What you will do:
Print exactly the line with "Target: dark solar panel surface" and every line after it, through the final line of the material below.

══════════

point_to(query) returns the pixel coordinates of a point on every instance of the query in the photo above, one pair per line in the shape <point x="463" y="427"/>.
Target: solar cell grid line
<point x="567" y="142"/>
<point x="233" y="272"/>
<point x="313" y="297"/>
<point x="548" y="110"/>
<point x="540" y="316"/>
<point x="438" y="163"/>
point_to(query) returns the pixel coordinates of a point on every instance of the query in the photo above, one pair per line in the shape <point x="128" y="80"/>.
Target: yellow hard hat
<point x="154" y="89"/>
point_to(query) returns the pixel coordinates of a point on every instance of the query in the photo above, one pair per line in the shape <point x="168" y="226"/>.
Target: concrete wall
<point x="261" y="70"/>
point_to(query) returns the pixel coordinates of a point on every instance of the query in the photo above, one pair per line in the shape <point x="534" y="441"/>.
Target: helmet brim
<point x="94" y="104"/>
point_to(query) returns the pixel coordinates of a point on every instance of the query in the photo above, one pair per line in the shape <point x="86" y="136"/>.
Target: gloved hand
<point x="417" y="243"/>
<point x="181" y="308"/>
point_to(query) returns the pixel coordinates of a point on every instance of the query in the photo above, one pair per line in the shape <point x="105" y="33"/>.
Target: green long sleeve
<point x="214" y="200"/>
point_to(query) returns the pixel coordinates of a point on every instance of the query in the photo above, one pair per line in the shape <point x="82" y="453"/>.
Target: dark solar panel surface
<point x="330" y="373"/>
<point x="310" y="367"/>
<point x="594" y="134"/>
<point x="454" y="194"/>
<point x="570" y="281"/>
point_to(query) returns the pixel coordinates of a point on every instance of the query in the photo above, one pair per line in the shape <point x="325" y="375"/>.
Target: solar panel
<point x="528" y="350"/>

══════════

Reply to the task:
Target: dark solar panel surface
<point x="330" y="373"/>
<point x="310" y="367"/>
<point x="594" y="134"/>
<point x="454" y="194"/>
<point x="570" y="281"/>
point_to(query) returns the pixel coordinates of a point on every instance of the query in the photo above, one pair per line in the shape <point x="325" y="375"/>.
Target: solar panel
<point x="528" y="350"/>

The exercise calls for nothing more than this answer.